# SSD - welche ASUS BIOS Einstellungen ???



## johny (13. Januar 2011)

Hi,

habe soeben meine SSD (Vertex 2) eingebaut und win7 drauf installiert. Nun ist sie langsam beim Benchen (write 110MB/s).

Ich glaub ich hab da was im BIOS falsch eingestellt (ASUS P6T6WS Revolution 0803)

Kann mir jemand die Settings für ein ASUS MoBo uppen??

Kann ebenfalls nicht die Firmware aktualisieren - Anzeichen dafür, dass die SSD nicht im AHCI Modus läuft.


THX


----------



## roheed (13. Januar 2011)

Post erstmal AS SSD Bench.
Dann sag ich/wir dir ob du AHCI an hast oder nicht!

110 mb/s beim schreiben sind mehr als normal.
Ja man merkt das du lesefaul bist


----------



## johny (13. Januar 2011)

Mach ich gleich.

Das Problem ist in meinem BIOS gibt es keinen Eintrag mit AHCI!!!!

Nur unter Marvel Storage Manager - RAID LegacyMode und deaktiviert.




			Dieser Inhalt steht nur eingeloggten Mitgliedern zur Verfügung.
        




Ich sehe da steht pciide - d.h AHCI nicht aktiviert - oder? Brauch ich vielleicht nen Treiber für das AHCI???


----------



## roheed (13. Januar 2011)

Jo ahci ist leider aus....
zuerst mußt es im Bios einschalten...erst ab dann brauchst nen treiber.
Vlt findet sich noch jemand der dein MB kennt und dir helfen kann.
Alle Bios settings jedes boards kenn ich dann auch nicht auswendig.


----------



## johny (13. Januar 2011)

LoL - soll ich dann auch den Erase machen oder ist es nicht zwingend?


----------



## roheed (13. Januar 2011)

nein wird dir nichts bringen...Deine werte sind schon bestens.


----------



## johny (13. Januar 2011)

Habs gefunden....


----------



## johny (13. Januar 2011)

Habe sie ereased....

Was hat es mit dem AHCI-Treiber aufsich???


----------



## roheed (13. Januar 2011)

DEnn brauchst du wenn du AHCI an machst...
Ist aber bei Windows dabei.
Zeig nochmal AS SSD...mußt es nicht mal durch laufen lassen


----------



## johny (13. Januar 2011)

Also brauch ich nicht extra den Intel RST Driver zu installieren, da der entweder in win7 drauf ist oder in meinem Chipset Treiber intigriert ist! Lese ich richtig


----------



## hulkhardy1 (13. Januar 2011)

> AUFGABENSTELLUNG:
A) Nenne bitte alle Benutzernamen, die im Forumsthread in den Überschriften der Beiträge stehen.
B) Stimmen die folgenden Aussagen mit dem Forumsthread überein? Beantworte jede mit Ja oder Nein und zitiere die entscheidenden Worte. (i) Die eingebaute SSD ist eine Vertex 2. (ii) roheed hält 110 MB/s beim Schreiben für zu langsam. (iii) Laut roheed muss der AHCI-Treiber eigens beschafft werden.
Die Zeilen stehen in keinem Zusammenhang mit dem Forumsthread.

> DATENBLOCK:
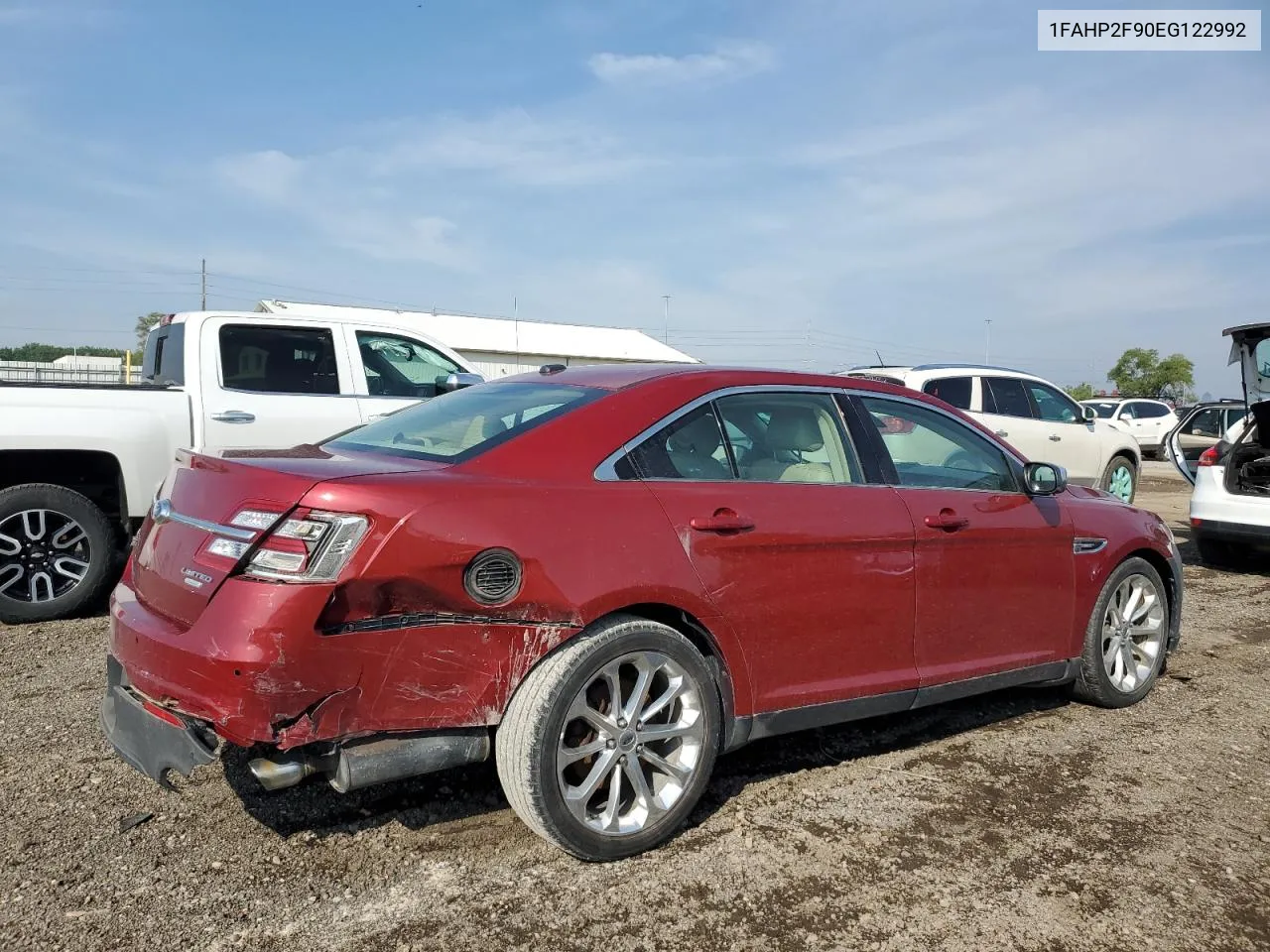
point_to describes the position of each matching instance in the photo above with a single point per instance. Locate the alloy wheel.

> LÖSUNGEN JE AUFGABE:
A) johny, roheed, hulkhardy1

B)
(i) Ja: „habe soeben meine SSD (Vertex 2) eingebaut“
(ii) Nein: „110 mb/s beim schreiben sind mehr als normal.“
(iii) Nein: „Ist aber bei Windows dabei.“